▶ Exercise objective
Identify every line in the material below that contains the word "reflection", and copy each of those lines.

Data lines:

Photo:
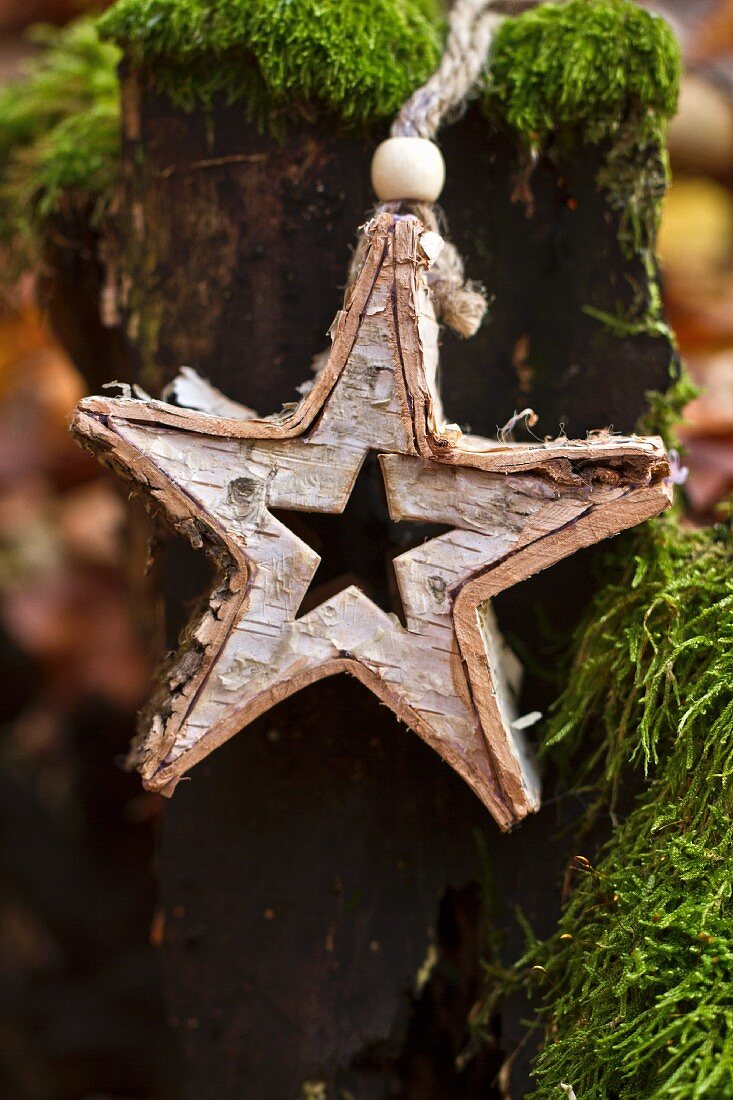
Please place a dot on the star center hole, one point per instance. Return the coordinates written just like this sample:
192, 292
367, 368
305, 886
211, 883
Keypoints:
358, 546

--

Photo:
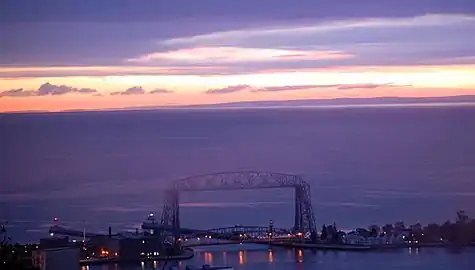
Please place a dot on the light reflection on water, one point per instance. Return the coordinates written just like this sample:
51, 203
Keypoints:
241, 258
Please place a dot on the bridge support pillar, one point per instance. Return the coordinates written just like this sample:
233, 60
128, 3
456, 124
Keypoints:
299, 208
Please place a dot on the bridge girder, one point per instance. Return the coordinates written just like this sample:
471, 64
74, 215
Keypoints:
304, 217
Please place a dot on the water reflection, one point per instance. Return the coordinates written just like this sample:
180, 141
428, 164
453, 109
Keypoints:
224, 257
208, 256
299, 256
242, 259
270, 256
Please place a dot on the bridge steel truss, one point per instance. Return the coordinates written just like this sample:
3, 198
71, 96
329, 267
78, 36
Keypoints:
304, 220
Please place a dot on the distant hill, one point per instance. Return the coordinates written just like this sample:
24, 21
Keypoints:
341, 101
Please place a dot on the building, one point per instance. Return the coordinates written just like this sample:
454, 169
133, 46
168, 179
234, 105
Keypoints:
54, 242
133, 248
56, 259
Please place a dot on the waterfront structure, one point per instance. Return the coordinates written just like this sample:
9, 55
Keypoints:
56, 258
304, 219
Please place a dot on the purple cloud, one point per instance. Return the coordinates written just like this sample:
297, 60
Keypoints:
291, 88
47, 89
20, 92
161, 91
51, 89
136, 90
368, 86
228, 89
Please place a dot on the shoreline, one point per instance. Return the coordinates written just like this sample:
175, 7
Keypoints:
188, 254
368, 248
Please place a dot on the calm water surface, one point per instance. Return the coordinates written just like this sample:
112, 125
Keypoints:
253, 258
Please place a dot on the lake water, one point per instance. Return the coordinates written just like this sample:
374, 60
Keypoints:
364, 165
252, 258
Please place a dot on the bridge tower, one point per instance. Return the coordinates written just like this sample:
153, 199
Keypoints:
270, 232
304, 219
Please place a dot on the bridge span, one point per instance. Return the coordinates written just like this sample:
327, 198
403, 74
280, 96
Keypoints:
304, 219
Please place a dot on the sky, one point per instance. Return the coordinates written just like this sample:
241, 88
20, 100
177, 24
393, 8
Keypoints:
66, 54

▶ Worked answer
Please place a dot on the light reflection on water, one point per instance. Return the coordinates written just like this sample:
Please place a dot on the water reflection, one point per instance. Return the coordinates written just like this sample:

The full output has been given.